By By Molly Rains N.H. Bulletin,Molly Rains N.h. Bulletin

Copyright keenesentinel

New England residents know that snow is disappearing from our landscape, and scientists have proven that climate change is to blame. But the effects of snowpack decline go far beyond what’s visible, and researchers working in the forests of New Hampshire and the Northeast are learning more about just how far the phenomenon stretches across seasons and landscapes.

Their findings reveal how much tracking snow can tell us about the health of our forests and our world, and what is still to learn.

The average amount of snow that accumulates on the ground throughout the winter season, or snowpack, is shrinking from year to year across the Northeast. While data has captured that effect (and linked it to human-caused climate change), many who live and recreate in the region have noticed it in their own lives — including the researchers who later took up the matter in their work.

“I grew up cross-country skiing with my family,” said Emerson Conrad-Rooney, a doctoral student at Boston University whose work focuses on the effects of climate change on northern forests. Conrad-Rooney, who grew up in western Massachusetts, said the places they had grown up skiing through the winter were, in recent years, open only a handful of days all season long. “That’s been kind of separate from this research I’m doing, but just something that me and my family have seen … We’re, I think, definitely feeling that change,” they said.

Eric Kelsey, a meteorologist and researcher at Plymouth State University, also grew up an enthusiastic winter recreator in Nashua. A love of snow and weather led Kelsey to learn more about the integral role of snowpack to the water cycle. But as he read more, Kelsey was struck by the relative lack of cohesive, long-term snowpack data, especially compared to other weather datasets tracking things like daily high and low temperatures and rainfall.

“We just don’t have a climatology of snowpack — that was surprising to me,” Kelsey said.

The problem, Kelsey said, was not necessarily a lack of data. For more than a century, people across the Northeast have logged information about snowfall, from dam operators attempting to predict how snowmelt would affect their rivers to farmers and ski slope proprietors.

Most tracked snow depth and snow water equivalent (the amount of water contained in that snow, a measure that fluctuates with snow density). Their observations, taken as a whole, are a rich collection of information about snowfall in New England, Kelsey said. But the records were also scattered and disparate, making it difficult for scientists to unlock the information they contained.

Now, Kelsey and Plymouth State graduate student David Zywiczynski are halfway through a National Oceanic and Atmospheric Administration grant-funded effort to unify and clean that data, which includes measurements taken over yearslong periods from more than 400 sites. Then, they hope, scientists will be able to use it to make sense of long-term patterns in local snowpack, from general decline to years of snow drought — or abnormally low snowfall conditions.

Because snowpack plays an important role in replenishing streams, lakes and aquifers when it melts each spring, a tool to identify snow drought with more certainty could help forecasters anticipate the dry conditions that will likely persist later in the year, Kelsey said. The “snow drought index” Kelsey and Zywiczynski are working on to facilitate that may be the first tool of its kind in the nation.

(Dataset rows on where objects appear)
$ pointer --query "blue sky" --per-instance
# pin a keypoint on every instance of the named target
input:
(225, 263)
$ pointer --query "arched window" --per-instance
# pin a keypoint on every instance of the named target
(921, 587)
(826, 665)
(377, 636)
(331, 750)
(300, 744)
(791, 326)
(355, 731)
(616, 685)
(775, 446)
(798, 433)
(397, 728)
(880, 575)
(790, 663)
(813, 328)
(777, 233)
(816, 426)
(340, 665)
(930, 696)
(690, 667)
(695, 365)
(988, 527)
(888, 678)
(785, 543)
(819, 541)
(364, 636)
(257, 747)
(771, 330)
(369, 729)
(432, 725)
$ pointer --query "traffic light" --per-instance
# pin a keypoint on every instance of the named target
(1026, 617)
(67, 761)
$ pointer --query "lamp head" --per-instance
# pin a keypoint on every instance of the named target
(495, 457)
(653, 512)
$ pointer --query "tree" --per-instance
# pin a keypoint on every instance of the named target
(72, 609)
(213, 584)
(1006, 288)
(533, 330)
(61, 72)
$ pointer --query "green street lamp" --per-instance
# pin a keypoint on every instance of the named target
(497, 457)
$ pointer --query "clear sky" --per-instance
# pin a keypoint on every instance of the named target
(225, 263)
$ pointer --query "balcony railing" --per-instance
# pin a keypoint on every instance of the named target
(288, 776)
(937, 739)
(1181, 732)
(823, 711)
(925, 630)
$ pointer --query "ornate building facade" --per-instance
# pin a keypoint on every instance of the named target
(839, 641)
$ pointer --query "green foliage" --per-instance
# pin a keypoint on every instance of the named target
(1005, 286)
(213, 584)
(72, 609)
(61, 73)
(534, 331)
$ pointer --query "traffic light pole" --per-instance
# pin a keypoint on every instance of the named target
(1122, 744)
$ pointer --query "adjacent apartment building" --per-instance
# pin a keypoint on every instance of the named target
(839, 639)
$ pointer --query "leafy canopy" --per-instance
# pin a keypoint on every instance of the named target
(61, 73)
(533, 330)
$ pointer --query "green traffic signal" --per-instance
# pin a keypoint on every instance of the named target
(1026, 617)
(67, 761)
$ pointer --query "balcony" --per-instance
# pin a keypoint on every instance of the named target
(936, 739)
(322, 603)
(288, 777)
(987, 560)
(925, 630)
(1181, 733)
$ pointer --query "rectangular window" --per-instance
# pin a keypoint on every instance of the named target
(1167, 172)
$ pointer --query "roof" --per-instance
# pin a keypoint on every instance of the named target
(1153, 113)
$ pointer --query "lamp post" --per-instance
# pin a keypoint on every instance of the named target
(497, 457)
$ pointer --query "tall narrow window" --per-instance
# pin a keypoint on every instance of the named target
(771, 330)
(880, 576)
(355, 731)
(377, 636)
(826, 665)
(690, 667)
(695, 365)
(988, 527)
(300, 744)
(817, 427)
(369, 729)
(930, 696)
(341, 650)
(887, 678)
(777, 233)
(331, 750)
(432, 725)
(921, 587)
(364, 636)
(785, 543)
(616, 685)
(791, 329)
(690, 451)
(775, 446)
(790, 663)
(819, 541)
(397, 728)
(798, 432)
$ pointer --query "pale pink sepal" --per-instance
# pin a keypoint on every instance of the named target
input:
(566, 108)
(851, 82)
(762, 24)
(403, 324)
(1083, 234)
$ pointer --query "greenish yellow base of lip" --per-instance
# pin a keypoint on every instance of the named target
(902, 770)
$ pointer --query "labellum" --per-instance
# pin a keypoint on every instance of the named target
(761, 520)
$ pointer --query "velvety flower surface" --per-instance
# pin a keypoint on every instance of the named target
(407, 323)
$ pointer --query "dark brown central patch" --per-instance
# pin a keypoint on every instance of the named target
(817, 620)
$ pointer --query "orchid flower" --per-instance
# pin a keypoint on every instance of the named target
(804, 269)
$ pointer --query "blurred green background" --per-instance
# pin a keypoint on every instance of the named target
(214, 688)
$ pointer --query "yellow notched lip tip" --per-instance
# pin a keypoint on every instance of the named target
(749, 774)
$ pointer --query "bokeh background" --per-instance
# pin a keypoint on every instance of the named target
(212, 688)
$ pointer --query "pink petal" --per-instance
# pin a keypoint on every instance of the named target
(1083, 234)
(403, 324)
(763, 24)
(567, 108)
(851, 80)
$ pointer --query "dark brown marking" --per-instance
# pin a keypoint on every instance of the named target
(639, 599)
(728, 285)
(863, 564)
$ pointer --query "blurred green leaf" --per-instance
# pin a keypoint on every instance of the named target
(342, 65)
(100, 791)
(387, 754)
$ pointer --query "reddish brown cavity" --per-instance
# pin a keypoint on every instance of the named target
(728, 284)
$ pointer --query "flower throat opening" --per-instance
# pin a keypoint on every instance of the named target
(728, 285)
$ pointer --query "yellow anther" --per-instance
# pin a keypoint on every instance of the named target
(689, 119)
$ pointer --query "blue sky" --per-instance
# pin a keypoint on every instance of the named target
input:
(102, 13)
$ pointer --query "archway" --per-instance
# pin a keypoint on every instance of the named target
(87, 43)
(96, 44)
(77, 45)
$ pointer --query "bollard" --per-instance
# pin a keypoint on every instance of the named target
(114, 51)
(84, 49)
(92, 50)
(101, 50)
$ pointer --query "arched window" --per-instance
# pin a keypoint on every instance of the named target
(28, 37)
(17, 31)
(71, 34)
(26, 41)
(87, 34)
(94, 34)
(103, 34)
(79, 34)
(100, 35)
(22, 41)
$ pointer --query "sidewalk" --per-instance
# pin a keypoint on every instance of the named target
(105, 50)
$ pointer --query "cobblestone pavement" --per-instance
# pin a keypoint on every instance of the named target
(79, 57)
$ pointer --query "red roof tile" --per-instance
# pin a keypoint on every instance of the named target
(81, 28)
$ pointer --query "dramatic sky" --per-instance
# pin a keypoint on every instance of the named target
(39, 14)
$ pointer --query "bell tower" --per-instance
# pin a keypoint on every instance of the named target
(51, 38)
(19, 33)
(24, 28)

■ **Task description**: Write the next part of the news story above about shrinking snowpack in the Northeast, starting right after its last sentence.

■ **Answer for this exercise**:
As historic data is put to work at Plymouth State, elsewhere in New Hampshire, scientists are tracking ongoing changes in forests as they unfold.

Just beneath Mount Washington in Pinkham Notch, Appalachian Mountain Club Senior Scientist Georgia Murray oversees the collection of daily snowpack depth and snow water equivalent measurements. Data collected in the notch and above at the Mount Washington Observatory stretches back to the 1930s, Murray said, constituting one of the longer sets of continuous snowpack observations available in the region.

Measurements from the two relatively close sites are often very different on the same day, highlighting how difficult it can be to assess snowpack, Murray said. Unlike rain, snow blows around once it falls, clearing off some areas completely and piling up in others. Having data from as many sites as possible is desirable for a more comprehensive understanding, Murray said, so she also works to encourage citizen scientists to measure and submit snowpack data across the region through a smartphone app.

“It’s complex with snowpack, because you have, you know, nooks and crannies across the mountain, and so you have so many ways that snow is distributed differently. Having citizen science data fill in the gaps is something we really value in the mountain ecosystem, where we can’t be everywhere,” Murray said.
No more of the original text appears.